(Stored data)
*** Block opens ***
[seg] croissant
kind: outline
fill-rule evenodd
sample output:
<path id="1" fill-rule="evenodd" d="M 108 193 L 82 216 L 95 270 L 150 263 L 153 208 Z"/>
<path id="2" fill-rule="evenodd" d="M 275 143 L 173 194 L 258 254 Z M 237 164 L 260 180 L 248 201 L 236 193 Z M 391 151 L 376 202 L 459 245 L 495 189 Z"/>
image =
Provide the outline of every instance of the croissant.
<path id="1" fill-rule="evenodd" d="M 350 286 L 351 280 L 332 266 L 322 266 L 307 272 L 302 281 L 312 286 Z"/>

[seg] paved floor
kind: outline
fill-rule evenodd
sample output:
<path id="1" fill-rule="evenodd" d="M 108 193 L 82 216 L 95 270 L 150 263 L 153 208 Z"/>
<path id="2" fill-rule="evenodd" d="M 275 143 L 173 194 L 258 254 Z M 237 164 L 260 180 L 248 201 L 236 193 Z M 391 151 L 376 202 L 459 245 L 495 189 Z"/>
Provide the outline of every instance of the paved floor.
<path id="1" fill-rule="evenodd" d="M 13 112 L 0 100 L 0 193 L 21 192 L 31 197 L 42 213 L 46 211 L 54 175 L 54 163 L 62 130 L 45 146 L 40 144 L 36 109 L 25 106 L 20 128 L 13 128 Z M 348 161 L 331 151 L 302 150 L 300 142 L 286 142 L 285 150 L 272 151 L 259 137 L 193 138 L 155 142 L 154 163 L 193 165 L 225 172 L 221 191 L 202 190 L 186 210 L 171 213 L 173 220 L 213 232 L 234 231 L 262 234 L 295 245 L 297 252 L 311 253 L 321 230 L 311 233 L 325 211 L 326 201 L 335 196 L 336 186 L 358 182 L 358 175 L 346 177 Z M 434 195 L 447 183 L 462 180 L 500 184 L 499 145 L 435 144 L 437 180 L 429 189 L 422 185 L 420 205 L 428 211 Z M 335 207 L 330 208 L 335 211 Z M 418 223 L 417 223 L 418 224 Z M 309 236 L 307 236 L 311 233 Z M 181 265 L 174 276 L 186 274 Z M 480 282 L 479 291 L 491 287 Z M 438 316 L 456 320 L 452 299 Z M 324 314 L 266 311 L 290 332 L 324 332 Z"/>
*** Block closes ***
*** Block opens ***
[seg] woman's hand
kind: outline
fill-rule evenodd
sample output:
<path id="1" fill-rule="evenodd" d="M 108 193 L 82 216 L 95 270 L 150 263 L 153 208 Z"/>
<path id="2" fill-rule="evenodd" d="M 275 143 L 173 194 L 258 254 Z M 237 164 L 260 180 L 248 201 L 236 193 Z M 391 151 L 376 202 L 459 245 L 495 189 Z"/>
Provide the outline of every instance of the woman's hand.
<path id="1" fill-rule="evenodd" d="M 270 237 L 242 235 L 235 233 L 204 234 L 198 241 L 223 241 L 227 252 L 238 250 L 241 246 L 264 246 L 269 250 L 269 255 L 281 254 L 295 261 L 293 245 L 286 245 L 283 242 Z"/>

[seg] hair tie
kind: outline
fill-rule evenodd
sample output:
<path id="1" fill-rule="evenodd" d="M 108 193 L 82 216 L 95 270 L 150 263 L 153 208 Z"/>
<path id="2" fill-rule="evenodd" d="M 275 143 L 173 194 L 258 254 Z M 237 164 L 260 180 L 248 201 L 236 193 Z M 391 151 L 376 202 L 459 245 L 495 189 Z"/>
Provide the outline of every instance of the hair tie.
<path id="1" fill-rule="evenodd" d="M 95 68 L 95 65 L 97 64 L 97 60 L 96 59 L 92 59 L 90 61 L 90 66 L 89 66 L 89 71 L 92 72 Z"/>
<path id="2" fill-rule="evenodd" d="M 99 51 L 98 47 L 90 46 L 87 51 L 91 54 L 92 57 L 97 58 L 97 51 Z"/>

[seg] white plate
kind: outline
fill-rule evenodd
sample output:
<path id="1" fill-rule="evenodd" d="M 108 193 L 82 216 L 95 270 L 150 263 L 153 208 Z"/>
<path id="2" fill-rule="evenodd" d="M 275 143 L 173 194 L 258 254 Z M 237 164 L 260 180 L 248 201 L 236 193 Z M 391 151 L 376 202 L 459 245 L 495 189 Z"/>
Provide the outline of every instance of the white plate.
*** Block closes ***
▶ PROBLEM TO WORK ON
Please copy each line of the records above in which the word "white" can be found.

▶ ANSWER SPACE
[seg] white plate
Provide the outline of every instance of the white plate.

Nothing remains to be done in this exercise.